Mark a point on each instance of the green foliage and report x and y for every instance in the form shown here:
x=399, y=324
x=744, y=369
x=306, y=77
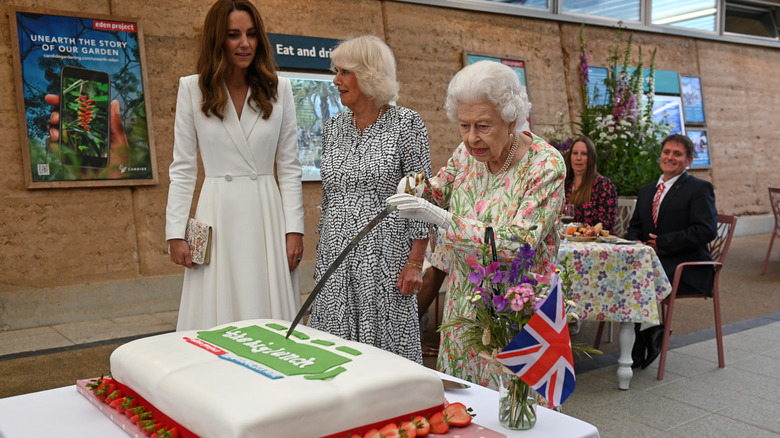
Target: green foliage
x=627, y=139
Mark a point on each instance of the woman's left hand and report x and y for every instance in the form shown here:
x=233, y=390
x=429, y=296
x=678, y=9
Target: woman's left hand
x=410, y=207
x=294, y=250
x=410, y=280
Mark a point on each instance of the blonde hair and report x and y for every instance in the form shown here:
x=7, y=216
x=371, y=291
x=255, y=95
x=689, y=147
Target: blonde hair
x=373, y=63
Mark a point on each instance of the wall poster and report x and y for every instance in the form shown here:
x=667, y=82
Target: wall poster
x=517, y=64
x=669, y=109
x=701, y=144
x=83, y=112
x=692, y=100
x=316, y=100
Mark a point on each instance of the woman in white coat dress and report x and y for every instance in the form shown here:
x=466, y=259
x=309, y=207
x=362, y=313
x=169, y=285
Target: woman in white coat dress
x=241, y=116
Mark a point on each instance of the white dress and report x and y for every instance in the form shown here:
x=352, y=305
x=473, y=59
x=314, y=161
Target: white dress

▸ **Stated task**
Rewrite the entire listing above with "wall poster" swapped for "framed print" everywhere it appears, keeping every other line unchanged and leaving out the pictures.

▸ **Answer for the task**
Mark a point on each instance of the green foliage and report x and y for every instance in the form shown here:
x=399, y=324
x=744, y=369
x=306, y=77
Target: green foliage
x=627, y=139
Mark a point on each instance of the woman's left hand and report x and y for every instance in the form shown here:
x=233, y=390
x=429, y=296
x=678, y=9
Target: woman's left hand
x=410, y=207
x=294, y=250
x=410, y=280
Mark a point on each instance of the blonde hair and report x and y for every instance in the form shown here:
x=7, y=216
x=371, y=291
x=255, y=95
x=689, y=147
Target: blonde hair
x=373, y=63
Mark a point on each instance of the framed print and report x and y for every instance in the form shown here:
x=667, y=82
Target: framed print
x=517, y=64
x=669, y=109
x=701, y=144
x=83, y=112
x=692, y=100
x=316, y=100
Mark a point on each instance of the woman in white coat dress and report x and y for every instance in the form shown here:
x=466, y=259
x=309, y=207
x=362, y=313
x=169, y=285
Target: woman in white coat dress
x=241, y=116
Mark a point on each instance of the white dress and report x and y for every instance in the form shown here:
x=352, y=305
x=473, y=59
x=314, y=161
Target: white dress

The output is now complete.